> _Required task_
Substitute "nonzero" for "even-odd" in the part of the entries that opens with the line containing "[outline] <item>curved concrete" and closes at the end of the entries. Give only those lines again, with everything else unchanged.

Dataset entries
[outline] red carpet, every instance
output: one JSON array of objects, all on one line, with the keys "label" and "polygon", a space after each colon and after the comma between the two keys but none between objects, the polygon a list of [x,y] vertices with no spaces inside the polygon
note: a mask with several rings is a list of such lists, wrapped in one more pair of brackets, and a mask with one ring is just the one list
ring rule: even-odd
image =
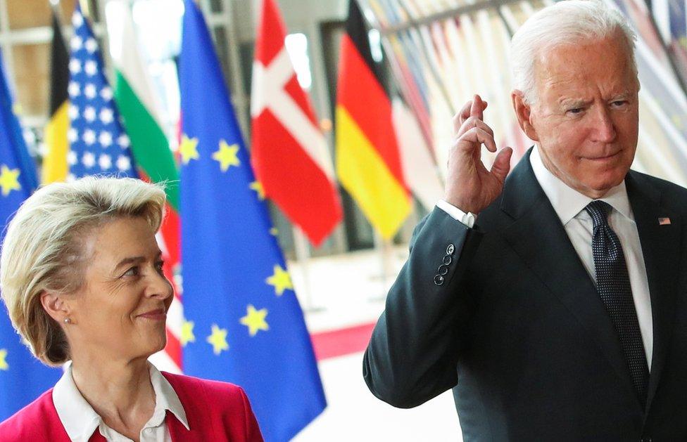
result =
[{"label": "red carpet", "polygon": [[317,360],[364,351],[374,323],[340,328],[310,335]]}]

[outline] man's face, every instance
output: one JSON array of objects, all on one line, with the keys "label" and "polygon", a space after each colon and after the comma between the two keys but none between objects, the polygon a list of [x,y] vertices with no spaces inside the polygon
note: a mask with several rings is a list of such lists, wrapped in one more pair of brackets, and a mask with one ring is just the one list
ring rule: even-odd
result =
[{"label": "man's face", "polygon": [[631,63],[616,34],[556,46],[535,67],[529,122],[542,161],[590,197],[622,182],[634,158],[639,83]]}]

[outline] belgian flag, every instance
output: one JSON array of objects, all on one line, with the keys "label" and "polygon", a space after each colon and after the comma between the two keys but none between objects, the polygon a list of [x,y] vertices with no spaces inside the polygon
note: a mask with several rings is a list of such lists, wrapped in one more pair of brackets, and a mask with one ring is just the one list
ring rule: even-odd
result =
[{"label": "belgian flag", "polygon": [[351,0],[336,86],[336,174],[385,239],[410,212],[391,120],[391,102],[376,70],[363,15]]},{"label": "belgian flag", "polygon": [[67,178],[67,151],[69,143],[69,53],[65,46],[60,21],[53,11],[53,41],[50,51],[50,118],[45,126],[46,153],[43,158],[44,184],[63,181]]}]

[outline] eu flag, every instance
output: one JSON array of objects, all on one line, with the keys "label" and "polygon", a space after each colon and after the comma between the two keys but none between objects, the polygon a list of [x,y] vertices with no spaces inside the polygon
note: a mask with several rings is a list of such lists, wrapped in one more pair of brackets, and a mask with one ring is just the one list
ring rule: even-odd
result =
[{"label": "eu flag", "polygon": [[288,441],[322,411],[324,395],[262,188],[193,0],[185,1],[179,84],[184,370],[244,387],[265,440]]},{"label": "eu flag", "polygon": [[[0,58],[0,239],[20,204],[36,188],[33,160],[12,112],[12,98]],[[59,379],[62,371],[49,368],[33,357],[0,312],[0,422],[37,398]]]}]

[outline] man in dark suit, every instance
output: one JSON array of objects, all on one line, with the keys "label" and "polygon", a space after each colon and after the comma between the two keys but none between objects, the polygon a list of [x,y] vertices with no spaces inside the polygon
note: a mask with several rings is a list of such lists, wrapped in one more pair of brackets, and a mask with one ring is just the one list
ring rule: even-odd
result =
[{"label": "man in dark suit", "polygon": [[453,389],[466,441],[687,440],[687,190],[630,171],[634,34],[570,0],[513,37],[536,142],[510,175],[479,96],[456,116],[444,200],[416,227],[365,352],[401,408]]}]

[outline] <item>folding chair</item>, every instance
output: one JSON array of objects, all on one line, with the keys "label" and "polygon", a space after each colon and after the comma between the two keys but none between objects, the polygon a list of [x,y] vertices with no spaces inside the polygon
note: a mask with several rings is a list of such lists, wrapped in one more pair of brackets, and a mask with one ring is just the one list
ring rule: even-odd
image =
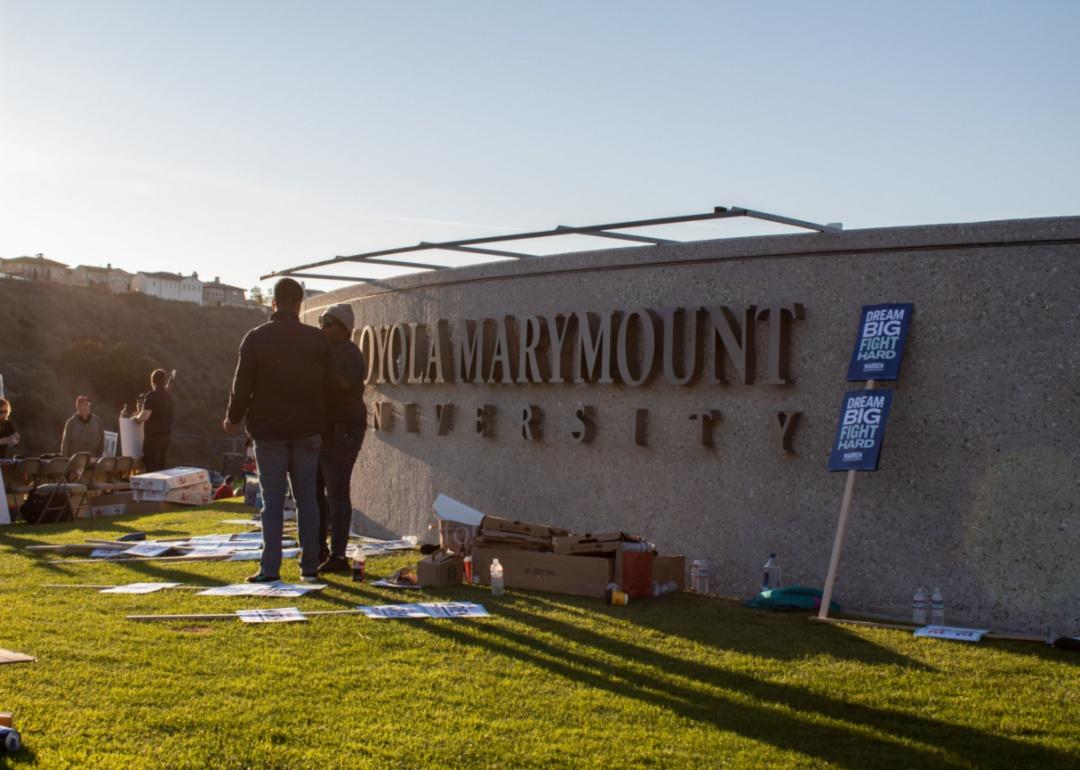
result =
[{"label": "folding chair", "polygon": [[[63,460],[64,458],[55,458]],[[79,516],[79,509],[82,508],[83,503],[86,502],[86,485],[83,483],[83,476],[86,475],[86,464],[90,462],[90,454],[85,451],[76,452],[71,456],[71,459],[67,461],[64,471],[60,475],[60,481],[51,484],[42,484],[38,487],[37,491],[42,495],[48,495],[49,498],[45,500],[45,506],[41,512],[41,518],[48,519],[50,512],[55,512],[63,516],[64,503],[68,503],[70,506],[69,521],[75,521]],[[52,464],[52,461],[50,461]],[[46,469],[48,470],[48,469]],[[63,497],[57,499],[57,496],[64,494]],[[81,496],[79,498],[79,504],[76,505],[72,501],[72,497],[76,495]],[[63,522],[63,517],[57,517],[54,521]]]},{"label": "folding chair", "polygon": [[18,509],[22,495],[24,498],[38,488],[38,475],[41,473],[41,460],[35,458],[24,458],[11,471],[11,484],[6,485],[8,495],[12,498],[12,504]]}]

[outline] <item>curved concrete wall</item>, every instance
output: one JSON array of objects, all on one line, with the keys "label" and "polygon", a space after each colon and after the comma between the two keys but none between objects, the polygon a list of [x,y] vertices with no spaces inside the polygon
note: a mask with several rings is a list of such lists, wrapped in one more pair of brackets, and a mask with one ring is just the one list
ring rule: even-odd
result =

> _Result_
[outline] <item>curved concrete wall</item>, every instance
output: one JSON array of objects, all on one line, with the keys "label" and "polygon", a space after each colon and after the comma between the two keys but none between objects, the polygon a list of [x,y] vertices with no spaces inside the polygon
note: a mask with several rings is a list of such lists, wrapped in one more pair of brackets, and a mask with one ring is just the one list
ring rule: nonzero
result =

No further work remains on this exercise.